→ **Exercise details**
Return the records verbatim.

=== Data for the task ===

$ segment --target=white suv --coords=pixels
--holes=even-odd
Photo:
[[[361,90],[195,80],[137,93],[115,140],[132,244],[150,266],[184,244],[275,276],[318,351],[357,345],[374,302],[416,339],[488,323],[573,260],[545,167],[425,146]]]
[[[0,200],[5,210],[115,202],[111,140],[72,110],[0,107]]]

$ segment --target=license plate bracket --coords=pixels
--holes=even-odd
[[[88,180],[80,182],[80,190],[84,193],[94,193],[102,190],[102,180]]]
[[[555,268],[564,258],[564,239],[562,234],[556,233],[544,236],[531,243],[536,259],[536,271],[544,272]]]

===

→ **Exercise output**
$ segment --target=white suv --coords=pixels
--holes=even-odd
Photo:
[[[361,90],[195,80],[137,93],[115,140],[132,244],[150,266],[184,244],[275,276],[318,351],[357,345],[374,302],[416,339],[488,323],[573,260],[545,167],[425,146]]]
[[[0,200],[5,210],[115,202],[111,140],[72,110],[0,107]]]

$ segment --target=license plate bracket --coords=pixels
--holes=even-odd
[[[88,180],[80,182],[80,190],[84,193],[94,193],[102,190],[102,180]]]
[[[555,268],[564,258],[564,239],[562,234],[556,233],[544,236],[531,243],[536,259],[536,271],[544,272]]]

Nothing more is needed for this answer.